Brief: Work out how many lines in the following entries contain the string "query", and write only that number.

━━━━━ Provided data

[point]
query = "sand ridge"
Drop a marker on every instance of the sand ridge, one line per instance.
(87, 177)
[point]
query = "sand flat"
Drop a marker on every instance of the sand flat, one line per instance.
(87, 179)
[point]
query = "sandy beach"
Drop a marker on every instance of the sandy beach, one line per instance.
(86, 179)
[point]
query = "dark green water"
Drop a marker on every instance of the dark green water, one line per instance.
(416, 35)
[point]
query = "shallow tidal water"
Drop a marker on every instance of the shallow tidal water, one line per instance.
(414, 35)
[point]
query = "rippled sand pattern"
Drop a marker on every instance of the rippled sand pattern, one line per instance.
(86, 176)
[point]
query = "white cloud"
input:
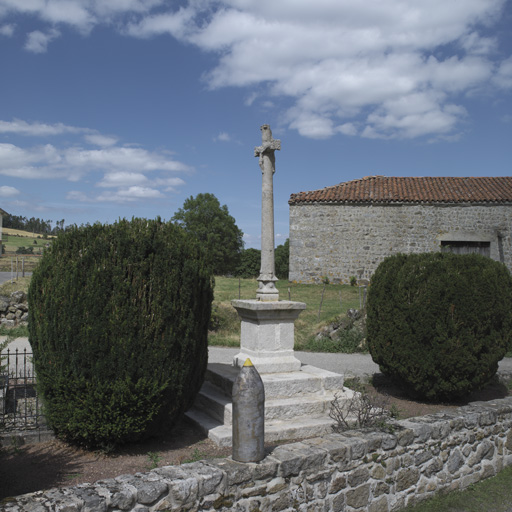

━━━━━━━━━━

Response area: 7